(Entries from a dataset)

○ ○ ○

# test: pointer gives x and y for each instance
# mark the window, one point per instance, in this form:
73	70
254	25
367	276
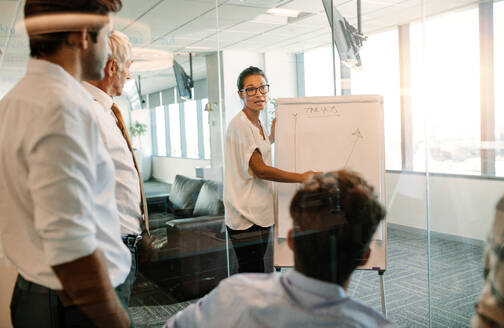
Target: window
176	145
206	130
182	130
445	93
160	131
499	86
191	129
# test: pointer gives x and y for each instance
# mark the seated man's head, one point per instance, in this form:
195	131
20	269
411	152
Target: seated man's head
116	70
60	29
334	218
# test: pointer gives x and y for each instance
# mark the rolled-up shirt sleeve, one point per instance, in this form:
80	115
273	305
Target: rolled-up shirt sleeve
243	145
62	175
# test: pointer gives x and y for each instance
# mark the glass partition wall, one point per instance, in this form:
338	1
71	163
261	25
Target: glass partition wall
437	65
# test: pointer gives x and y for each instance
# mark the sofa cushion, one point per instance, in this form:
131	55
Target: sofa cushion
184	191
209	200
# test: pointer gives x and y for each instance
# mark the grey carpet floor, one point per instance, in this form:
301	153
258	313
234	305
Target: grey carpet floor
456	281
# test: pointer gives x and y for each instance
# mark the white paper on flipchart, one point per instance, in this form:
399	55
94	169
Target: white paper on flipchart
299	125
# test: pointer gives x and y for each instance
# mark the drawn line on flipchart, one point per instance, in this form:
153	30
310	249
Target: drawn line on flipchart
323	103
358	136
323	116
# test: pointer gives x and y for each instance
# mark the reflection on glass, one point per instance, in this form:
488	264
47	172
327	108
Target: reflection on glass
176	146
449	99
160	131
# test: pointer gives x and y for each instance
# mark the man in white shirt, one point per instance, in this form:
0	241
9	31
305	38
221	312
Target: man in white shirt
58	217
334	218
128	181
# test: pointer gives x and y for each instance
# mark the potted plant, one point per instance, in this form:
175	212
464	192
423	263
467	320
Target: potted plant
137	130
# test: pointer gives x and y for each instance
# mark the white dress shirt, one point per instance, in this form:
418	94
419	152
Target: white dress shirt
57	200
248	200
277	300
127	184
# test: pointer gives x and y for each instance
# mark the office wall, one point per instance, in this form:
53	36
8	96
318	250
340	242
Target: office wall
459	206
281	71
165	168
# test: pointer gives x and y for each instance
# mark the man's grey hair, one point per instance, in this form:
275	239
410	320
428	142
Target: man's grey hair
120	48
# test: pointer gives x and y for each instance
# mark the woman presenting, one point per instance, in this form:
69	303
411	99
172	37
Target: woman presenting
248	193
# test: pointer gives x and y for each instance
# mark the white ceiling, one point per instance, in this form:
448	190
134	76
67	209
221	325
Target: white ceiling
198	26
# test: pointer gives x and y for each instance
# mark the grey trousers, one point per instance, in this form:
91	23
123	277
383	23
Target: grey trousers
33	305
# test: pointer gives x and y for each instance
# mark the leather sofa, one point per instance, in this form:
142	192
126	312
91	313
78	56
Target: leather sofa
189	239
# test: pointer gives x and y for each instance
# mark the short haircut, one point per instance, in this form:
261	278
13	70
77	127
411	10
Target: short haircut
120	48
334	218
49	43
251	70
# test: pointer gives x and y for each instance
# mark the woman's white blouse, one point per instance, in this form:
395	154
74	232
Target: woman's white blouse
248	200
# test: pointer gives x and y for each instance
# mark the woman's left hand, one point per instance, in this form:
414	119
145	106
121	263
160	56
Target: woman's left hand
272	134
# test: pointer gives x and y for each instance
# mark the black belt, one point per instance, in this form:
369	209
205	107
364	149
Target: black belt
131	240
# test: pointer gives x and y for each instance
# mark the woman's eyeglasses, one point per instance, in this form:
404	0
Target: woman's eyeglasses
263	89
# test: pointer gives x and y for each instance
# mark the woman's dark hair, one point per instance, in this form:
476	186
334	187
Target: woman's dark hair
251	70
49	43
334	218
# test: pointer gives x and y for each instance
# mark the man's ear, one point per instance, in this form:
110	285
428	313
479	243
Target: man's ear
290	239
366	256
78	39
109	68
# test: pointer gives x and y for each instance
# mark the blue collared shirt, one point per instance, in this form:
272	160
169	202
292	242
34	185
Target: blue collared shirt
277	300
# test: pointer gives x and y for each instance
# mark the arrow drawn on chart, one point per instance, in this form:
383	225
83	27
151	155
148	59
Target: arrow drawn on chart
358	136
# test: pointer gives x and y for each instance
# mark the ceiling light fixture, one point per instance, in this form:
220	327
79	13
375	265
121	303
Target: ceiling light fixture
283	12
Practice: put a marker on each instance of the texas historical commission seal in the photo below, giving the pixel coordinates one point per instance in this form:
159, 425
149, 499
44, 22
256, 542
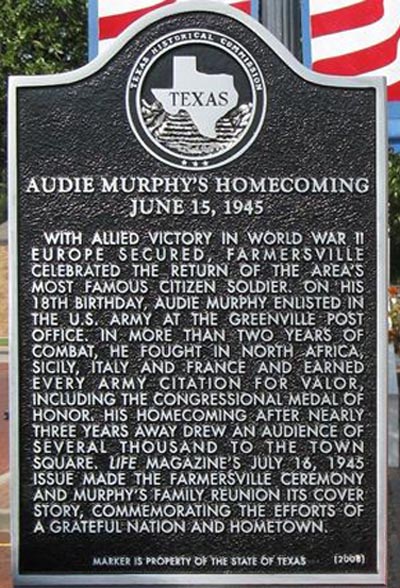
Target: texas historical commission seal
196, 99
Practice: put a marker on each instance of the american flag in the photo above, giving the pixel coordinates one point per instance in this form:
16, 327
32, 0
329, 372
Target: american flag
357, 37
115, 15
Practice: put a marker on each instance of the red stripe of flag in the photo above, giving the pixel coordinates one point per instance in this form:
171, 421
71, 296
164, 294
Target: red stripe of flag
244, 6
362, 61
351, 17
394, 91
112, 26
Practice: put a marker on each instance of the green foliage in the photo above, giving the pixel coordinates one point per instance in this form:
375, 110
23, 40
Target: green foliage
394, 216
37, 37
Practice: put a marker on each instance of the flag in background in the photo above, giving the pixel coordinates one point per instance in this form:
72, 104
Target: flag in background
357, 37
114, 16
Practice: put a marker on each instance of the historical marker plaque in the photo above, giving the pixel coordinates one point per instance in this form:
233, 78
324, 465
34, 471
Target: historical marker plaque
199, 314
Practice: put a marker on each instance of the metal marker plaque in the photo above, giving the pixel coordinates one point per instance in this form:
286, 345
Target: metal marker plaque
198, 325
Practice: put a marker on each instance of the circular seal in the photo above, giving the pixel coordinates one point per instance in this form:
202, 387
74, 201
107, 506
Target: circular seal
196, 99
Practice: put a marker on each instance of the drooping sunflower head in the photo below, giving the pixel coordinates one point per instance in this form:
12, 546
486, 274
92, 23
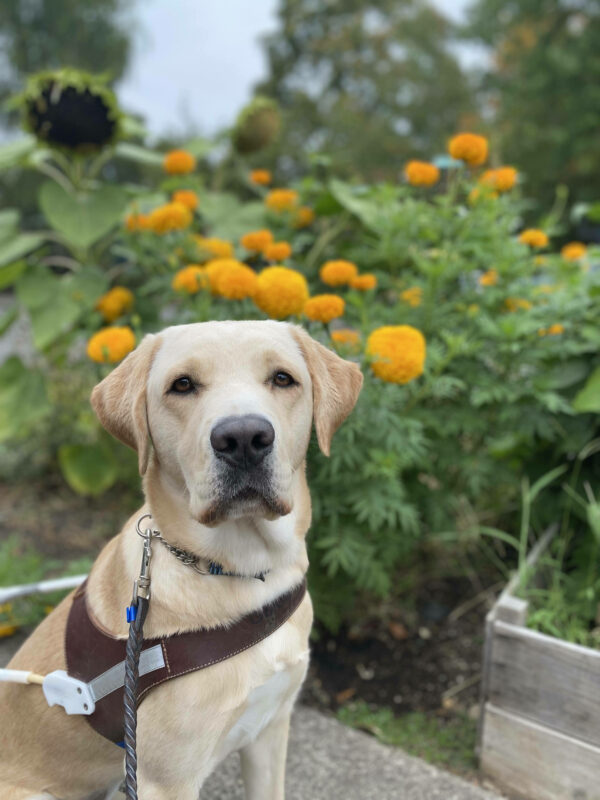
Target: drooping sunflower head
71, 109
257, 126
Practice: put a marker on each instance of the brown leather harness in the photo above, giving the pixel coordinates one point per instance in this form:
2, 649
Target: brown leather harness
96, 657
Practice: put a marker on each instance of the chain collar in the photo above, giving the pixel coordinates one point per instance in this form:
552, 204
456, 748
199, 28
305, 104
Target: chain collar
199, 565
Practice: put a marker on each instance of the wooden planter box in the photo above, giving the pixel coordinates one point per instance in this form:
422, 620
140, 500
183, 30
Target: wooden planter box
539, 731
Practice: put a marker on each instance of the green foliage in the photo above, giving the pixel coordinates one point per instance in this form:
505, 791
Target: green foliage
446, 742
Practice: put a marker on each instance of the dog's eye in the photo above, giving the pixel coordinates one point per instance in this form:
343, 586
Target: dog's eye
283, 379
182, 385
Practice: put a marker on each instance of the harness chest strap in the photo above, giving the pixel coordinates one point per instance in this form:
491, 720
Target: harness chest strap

○ ○ ○

Goal -> Would you return the data exactly as written, without the pictures?

Written response ->
# test: pointer gives x and y for each instance
# mark the window, one point per instance, in this form:
73	70
254	25
367	276
Target: window
176	145
206	130
182	130
445	93
160	131
499	86
191	129
# test: pointer gives x and y for each instance
# mark the seated man's head, one point per instance, in this form:
195	131
20	269
411	152
Target: seated man's head
116	70
60	29
334	218
# test: pointer gives x and y for each instance
# mark the rolled-up shirt sleeve, one point per instance, in this form:
80	115
273	305
Target: rolled-up shirt sleeve
243	145
62	175
# test: pointer gives x and y for each instance
# mark the glass partition wall, one point per instance, in this form:
338	1
71	163
261	25
Target: glass partition wall
437	65
# test: pointer gives x and y for each instance
# mark the sofa cushion, one point per instance, in this form:
131	55
Target: sofa cushion
184	191
209	200
# test: pointer gives x and y for each instance
# mark the grey carpet floor, one point per instance, in this form:
301	153
258	313
234	305
Target: grey carpet floor
456	281
# test: pointer gives x and y for each instance
# mark the white paper on flipchart, one point per instance, in this form:
399	55
94	169
Target: white paper on flipchart
299	125
# test: pointer gives x and y for each instance
# mark the drawn line on flipchart, one point per instance, in this form:
153	30
310	249
Target: drawn line on flipchart
323	103
358	136
323	116
# test: pointer gives x and y for each instance
# mark the reflection on glass, one point per instance, in this form:
488	264
47	172
327	108
Target: reflection on glass
176	146
449	99
160	131
# test: pointer gives x and y for each instance
# mark the man in white shirt, one point per instance, in this form:
0	241
9	31
305	38
221	312
Target: man in white shirt
58	217
334	218
128	181
# test: pointer gives x and y for each instance
# mark the potted plant, one point per instance, in this form:
175	212
464	192
423	263
467	320
Target: potted plant
137	130
# test: pointer gives x and y for each instance
# mark the white dress shirt, one point per instance, in this form:
418	94
419	152
Target: white dress shirt
57	200
248	200
277	300
127	184
# test: pointer gives x and y for each instance
# mark the office wall, one point per instance, in this form:
53	36
8	96
318	250
340	242
Target: office wall
459	206
281	71
165	168
# test: pointer gives x and y for each instance
# mark the man's grey hair, one point per instance, in this form:
275	239
410	320
428	142
Target: man's grey hair
120	48
# test: pointer gives x and y for each instance
# mark the woman presenting, one point per instance, in this form:
69	303
411	99
172	37
Target: woman presenting
248	193
# test: pointer gives x and y for each instance
# mark the white ceiling, one point per instance, in this form:
448	190
134	76
67	209
221	325
Target: white ceiling
198	26
# test: pointer gives x and y for each instance
# mark the grey trousers, one point per instance, in this form:
91	23
123	277
383	23
Target: grey trousers
33	305
# test: pointer gives x and y for each instance
# mark the leather sofa, one point per instance, in this form:
142	192
126	312
91	313
78	56
Target: leather sofa
189	239
# test: pointer gives x and y for each instance
# mark the short haircut, one point per instance, in this form:
261	278
13	70
77	127
411	10
Target: short haircut
120	48
334	218
49	43
251	70
# test: pointer gives x and y for each instance
# mark the woman's white blouse, one point per instance, in this form:
395	154
74	232
Target: woman's white blouse
248	200
# test: pointer gives x and y for each instance
# mark the woman's left hand, one point per instance, in this form:
414	119
145	106
121	263
160	56
Target: woman's left hand
272	134
# test: pointer gives x and y for each instance
# mark the black belt, one point per instance, in this form:
369	209
205	107
364	149
Target: black belt
131	240
# test: pointer gives x and y for each instance
# mark the woman's eyeglasses, one point per instance, in this form:
404	0
Target: woman's eyeglasses
263	89
# test: pointer gives x and y for each instance
# mark the woman's dark hair, one point per instance, in this form:
476	186
334	187
Target: woman's dark hair
251	70
49	43
334	218
# test: pointer gives x and y for each instance
# mark the man's ear, one point per instance, in this form:
110	285
428	313
479	243
Target: man's ear
290	239
366	256
78	39
109	68
# test: pointer gives x and y for each instance
# mark the blue collared shirt, one point per instance, in this form:
272	160
169	202
292	242
34	185
Target: blue collared shirt
277	300
# test: pointer gives x and y for each instance
# mark the arrow drawn on chart, one point per instance, in this form:
383	225
83	27
151	155
148	59
Target: arrow drawn on chart
358	136
# test: pointer gives x and y for each instance
# mark the ceiling light fixture, one point per instance, in this form:
220	327
79	13
375	265
121	303
Target: ceiling light fixture
283	12
Practice: put a marker on each instance of the texas historical commission seal in the photo below, giving the pixel coordinates one point per instance in this form:
159, 425
149, 499
44, 22
256, 542
Target: texas historical commission seal
196, 99
Practice: put a marker on each instance of the american flag in the photo above, giving the pixel coordinates one point per instance in this form:
16, 327
32, 0
329, 372
Target: american flag
357, 37
115, 15
Practice: put a marker on each instance of the red stripe of flag in the photo above, giving the pixel coordinates one point per instance in this form:
171, 421
71, 296
164, 294
Target: red stripe of flag
244, 6
362, 61
351, 17
394, 91
112, 26
Practice: put a marker on each instance of the green foliage in the photo above, giving the pixel coordinates one point per instance in this form:
375, 110
23, 40
Target: green foliage
394, 216
37, 37
Practice: put a marker on each instance of the flag in background in the photo above, giving the pixel coordinates one point per instance in this form:
72, 104
Target: flag in background
357, 37
114, 16
Practice: put a marker on each instance of the historical marker plaque in the photo above, giving the pixel coordinates one point per instance in this form:
233, 78
324, 465
34, 471
Target: historical marker plaque
199, 314
Practice: put a marker on each instance of the metal marker plaque in the photo above, giving the pixel coordinates one point per instance in this form:
286, 345
Target: metal marker plaque
198, 325
Practice: put a marker on each instance of the circular seal in the photo above, giving the pixel coordinates one point per instance in this form:
202, 387
74, 201
107, 506
Target: circular seal
196, 99
Practice: put a marker on each instance of the drooping sunflower head in the photo below, giving the pixel coordinates one point per instance in this form:
12, 546
486, 274
92, 23
Target: drooping sunflower head
71, 109
257, 126
Practice: put a marker on each instance of the brown leather harness in the photo above, giving the pixel coordinates one point per instance in this form:
2, 649
Target: brown leather harness
96, 657
Practice: put a marker on each instance of the chain collar in the photo above, giving the pixel coordinates one point per instance in this form:
552, 204
456, 748
199, 28
305, 104
Target: chain collar
199, 565
Practice: put a marker on each instance of the wooden planter box in the photo above, giving the pixel coordinates one point per instance in this form:
422, 620
140, 500
183, 30
Target: wooden planter box
539, 731
Practice: put a marker on each instance of the green foliage in the photo above, giving the pixel coordinates one point per instance in this form:
505, 791
Target: green foliage
446, 742
Practice: put a marker on each instance of the dog's eye in the photo above, giving the pixel coordinates one point per instance in this form:
343, 586
Target: dog's eye
283, 379
182, 385
Practice: put a marker on each instance of the harness chest strap in the photo above, giving the pixel coordinates one point per instance in this form:
491, 720
Target: harness chest strap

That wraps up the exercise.